-- Passage provided start --
“A Slow, Creeping Consolidation of Power by Big Money Over Think Tanks in the United States”

Following his ouster from New America, antitrust scholar Barry Lynn talks to ProMarket about academic capture and the power of digital platforms like Google.

 

 

Barry Lynn

Over the past seven days, Barry Lynn has been called a “pre-eminent scholar” on antitrust in The New York Times and “probably the most prominent and influential voice about the importance of monopolies today” by Vox, a “ferocious and influential critic of ‘platform monopolies’” (The Atlantic) whose influence in raising concerns about the market dominance of digital platforms like Google “is difficult to overstate” (The New York Times, again).

 

The impetus for this massive wave of support has been the ouster of Lynn and his entire team from their longtime perch at New America, after their repeated criticism of Google reportedly raised the ire of Eric Schmidt, chairman of Google’s parent company Alphabet who also served as chairman of New America until 2016 and is one of its main funders, along with Google itself.
-- Passage provided end --
-- Input data start --
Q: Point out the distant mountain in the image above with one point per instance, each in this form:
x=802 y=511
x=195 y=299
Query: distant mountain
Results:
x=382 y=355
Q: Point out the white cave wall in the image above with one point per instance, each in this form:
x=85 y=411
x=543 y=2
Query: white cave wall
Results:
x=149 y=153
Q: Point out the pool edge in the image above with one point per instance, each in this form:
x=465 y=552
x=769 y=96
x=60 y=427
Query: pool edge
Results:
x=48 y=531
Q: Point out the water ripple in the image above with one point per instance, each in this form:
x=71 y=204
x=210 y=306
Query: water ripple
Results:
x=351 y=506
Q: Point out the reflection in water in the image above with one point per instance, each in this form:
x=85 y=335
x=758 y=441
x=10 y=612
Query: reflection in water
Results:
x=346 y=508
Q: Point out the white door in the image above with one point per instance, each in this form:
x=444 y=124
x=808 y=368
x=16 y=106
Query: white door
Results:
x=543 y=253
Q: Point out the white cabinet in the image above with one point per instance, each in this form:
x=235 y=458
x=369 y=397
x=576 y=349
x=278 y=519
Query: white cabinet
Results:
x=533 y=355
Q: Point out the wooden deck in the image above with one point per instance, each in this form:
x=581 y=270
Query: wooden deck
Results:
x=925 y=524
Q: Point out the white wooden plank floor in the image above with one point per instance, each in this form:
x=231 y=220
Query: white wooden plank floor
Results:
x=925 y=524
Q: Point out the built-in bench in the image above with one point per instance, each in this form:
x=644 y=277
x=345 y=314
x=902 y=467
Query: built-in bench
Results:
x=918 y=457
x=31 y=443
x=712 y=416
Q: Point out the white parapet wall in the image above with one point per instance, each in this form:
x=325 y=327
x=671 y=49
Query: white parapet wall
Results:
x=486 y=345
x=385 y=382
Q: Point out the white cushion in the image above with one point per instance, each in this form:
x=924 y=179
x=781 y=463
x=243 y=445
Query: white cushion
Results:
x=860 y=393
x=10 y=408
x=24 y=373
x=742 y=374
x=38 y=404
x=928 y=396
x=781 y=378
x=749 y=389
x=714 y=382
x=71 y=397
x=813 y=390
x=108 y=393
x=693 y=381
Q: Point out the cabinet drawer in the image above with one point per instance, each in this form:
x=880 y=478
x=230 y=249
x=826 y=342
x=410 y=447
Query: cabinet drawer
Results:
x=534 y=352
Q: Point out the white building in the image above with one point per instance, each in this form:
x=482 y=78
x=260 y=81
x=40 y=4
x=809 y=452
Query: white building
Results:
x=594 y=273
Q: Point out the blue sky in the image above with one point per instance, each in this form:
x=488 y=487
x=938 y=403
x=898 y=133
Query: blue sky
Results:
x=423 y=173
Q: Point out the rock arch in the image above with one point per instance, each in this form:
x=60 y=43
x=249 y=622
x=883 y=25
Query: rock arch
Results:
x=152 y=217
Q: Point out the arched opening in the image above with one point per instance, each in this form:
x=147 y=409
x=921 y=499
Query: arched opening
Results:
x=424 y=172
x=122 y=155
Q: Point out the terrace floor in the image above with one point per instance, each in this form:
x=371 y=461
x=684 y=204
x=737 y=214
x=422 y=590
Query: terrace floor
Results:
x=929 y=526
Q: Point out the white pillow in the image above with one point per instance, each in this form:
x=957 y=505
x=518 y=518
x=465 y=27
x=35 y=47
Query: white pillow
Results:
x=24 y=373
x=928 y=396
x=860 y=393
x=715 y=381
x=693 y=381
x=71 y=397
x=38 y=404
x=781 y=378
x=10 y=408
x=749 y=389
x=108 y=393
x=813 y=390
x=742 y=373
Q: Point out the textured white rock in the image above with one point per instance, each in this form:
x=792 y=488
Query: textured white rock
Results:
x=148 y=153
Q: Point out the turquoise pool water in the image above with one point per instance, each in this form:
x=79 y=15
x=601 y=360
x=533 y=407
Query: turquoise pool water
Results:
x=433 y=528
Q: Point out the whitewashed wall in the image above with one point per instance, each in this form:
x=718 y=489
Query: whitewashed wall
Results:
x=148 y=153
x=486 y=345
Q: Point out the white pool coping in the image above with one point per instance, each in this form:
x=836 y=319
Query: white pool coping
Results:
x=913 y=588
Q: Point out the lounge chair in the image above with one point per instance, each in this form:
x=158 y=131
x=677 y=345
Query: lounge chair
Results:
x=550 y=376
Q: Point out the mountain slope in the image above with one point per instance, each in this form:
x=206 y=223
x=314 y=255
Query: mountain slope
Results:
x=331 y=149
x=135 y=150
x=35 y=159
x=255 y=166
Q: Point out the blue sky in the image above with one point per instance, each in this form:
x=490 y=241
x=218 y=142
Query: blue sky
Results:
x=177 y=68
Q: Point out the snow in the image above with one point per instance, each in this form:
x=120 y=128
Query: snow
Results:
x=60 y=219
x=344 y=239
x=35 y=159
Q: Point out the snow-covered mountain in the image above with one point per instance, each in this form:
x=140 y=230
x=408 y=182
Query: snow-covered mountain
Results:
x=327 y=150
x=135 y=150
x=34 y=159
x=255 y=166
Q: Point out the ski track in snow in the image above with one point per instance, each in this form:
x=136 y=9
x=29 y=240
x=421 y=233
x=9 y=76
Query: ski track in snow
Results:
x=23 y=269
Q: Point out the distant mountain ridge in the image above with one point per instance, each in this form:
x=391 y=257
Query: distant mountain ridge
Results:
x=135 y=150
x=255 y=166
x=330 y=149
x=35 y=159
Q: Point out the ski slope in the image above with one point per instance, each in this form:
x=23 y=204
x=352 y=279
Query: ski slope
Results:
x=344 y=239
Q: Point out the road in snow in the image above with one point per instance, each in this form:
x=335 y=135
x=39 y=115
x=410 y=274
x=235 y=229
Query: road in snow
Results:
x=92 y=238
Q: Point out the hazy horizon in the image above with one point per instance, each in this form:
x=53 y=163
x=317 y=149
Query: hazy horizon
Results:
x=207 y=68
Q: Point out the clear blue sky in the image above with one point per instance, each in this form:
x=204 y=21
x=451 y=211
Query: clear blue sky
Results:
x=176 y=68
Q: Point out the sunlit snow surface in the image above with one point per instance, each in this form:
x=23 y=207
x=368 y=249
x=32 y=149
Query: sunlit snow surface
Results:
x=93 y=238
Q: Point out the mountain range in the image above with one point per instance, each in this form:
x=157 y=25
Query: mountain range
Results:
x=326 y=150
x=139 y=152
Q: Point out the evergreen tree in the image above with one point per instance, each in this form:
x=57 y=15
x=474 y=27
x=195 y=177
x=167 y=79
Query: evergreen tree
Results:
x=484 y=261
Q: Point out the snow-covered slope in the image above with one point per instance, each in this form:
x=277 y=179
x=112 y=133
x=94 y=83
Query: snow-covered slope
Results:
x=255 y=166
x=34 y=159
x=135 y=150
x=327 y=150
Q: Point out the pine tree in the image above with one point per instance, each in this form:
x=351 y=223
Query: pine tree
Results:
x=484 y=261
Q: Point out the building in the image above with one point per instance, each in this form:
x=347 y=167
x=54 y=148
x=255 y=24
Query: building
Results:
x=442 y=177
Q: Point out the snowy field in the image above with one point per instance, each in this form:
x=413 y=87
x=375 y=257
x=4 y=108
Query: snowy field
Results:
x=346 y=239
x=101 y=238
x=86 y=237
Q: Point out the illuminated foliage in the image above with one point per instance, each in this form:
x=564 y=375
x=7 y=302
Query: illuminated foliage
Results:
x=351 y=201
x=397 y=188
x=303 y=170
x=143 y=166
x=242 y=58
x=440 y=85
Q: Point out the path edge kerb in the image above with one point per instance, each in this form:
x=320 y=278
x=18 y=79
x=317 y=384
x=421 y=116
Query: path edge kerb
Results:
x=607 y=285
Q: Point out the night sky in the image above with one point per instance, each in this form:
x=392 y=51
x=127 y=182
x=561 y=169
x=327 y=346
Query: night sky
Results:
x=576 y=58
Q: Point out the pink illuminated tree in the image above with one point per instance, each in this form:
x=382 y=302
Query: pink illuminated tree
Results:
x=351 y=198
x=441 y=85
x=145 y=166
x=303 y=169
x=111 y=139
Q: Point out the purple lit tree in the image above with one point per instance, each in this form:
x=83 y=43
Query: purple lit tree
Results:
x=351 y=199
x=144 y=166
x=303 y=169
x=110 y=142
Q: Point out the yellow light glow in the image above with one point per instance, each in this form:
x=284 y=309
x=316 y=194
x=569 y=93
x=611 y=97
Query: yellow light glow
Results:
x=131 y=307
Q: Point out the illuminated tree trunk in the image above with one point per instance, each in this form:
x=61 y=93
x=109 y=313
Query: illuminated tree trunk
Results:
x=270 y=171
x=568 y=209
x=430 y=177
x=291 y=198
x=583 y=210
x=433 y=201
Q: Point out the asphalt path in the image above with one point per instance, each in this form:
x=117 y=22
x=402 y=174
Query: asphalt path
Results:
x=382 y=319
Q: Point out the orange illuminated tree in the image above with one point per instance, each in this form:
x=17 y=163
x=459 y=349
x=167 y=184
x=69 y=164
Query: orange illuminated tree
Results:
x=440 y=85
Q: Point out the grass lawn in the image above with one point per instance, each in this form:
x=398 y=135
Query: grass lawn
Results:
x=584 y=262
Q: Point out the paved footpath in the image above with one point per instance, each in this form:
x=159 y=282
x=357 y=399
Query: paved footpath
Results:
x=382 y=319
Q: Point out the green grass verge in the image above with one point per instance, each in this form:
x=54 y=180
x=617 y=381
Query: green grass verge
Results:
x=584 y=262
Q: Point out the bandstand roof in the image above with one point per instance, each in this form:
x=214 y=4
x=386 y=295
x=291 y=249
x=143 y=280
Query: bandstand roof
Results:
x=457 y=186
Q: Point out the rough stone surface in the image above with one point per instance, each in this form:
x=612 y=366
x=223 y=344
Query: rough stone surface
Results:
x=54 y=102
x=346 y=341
-- Input data end --
Things to do
A) In the article about Barry Lynn, until what year did Eric Schmidt serve as chairman of New America?
B) In the listing, update everything from the line containing "Q: Point out the white door" down to the line containing "x=533 y=355" by changing "cabinet" to "cupboard", and return only those lines.
The listing has no connection to the article about Barry Lynn.

Results of the tasks
A) Until 2016.

B)
Q: Point out the white door in the image above with one point per instance, each in this form:
x=444 y=124
x=808 y=368
x=16 y=106
Query: white door
Results:
x=543 y=253
Q: Point out the white cupboard in the image above with one point per instance, each in this form:
x=235 y=458
x=369 y=397
x=576 y=349
x=278 y=519
Query: white cupboard
Results:
x=533 y=355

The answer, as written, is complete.